In the first two collections of Hero Cats, readers were introduced to the team of cats who have tasked themselves with keeping Stellar City safe; Cassiopeia, the newest team member from whose perspective we see the story, leader Ace, mind reader Belle, tough Rocco, skittish Rocket, and mysterious Midnight. Throughout the previous titles they have battled mysterious criminals and super villains who have unexpectedly started threatening the city, and they’ve formed an uneasy alliance with superhero Galaxy Man and his sidekick Cosmic Girl, now known to be Cassie’s family, Professor and Suzy Quest.
Throughout their adventures, there have been hints at a more powerful foe who is orchestrating the events in Stellar City and in this collection of issues 7 to 9, the villain begins to play his hand more clearly. The Crow King is an evil and mysterious creature. They will need all their skills to fight him, including the talents of Cassie’s brother, Bandit, who reappears after a long absence with secrets and abilities of his own. But when the Crow King’s power sends them all into a dream realm, will any of them have the power to escape or will they be trapped in a nightmare forever?
There’s an interesting change to the art in issues 8 and 9 in this collection. In their dream, the Hero Cats have become human and the artists must translate their feline characters, coloring and personality, into a human representation. Cassiopeia becomes a somewhat naive and clumsy but sweet girl in orange and white that mimics her coloring; Ace is a young, silver-haired Navy captain who is dedicated to defending his queen and country. Each of the characters are recognizable by their traits, coloring, and physical features but their “human” aspects in the dream also give more insight into their characters. Heavy, colorful clouds bordering the panels signify the dream world and their color changes as the Crow King’s influence becomes more marked.
This collection also shows an interesting side to Belle, whose powers come into play and show her as one of the more powerful team members, rather than a reluctant tag-a-long, as in previous adventures. While some of the characters remain one-dimensional or stalled in their development, like Cassie and Ace, readers can hope for future issues to flush out their stories a little more.

• DATA SEGMENT:
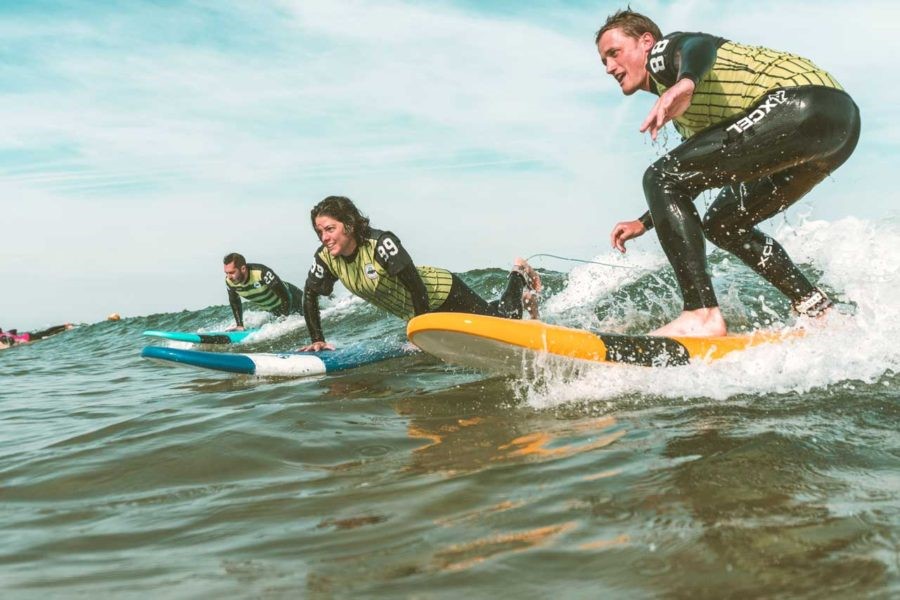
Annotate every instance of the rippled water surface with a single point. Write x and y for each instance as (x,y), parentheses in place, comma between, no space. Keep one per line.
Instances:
(770,474)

• EXERCISE TASKS:
1. In the Hero Cats review, which issues does this collection contain?
2. Using the Hero Cats review, explain in one to three sentences why the art changes in issues 8 and 9.
3. Reproduce the stretch of the Hero Cats review from "In the first" through "and Suzy Quest.".

• COMPLETED EXERCISE:
1. Issues 7 to 9.

2. In those issues the Hero Cats are in a dream where they have become human. The artists therefore have to turn the cats' characters, coloring, and personalities into human versions.

3.
In the first two collections of Hero Cats, readers were introduced to the team of cats who have tasked themselves with keeping Stellar City safe; Cassiopeia, the newest team member from whose perspective we see the story, leader Ace, mind reader Belle, tough Rocco, skittish Rocket, and mysterious Midnight. Throughout the previous titles they have battled mysterious criminals and super villains who have unexpectedly started threatening the city, and they’ve formed an uneasy alliance with superhero Galaxy Man and his sidekick Cosmic Girl, now known to be Cassie’s family, Professor and Suzy Quest.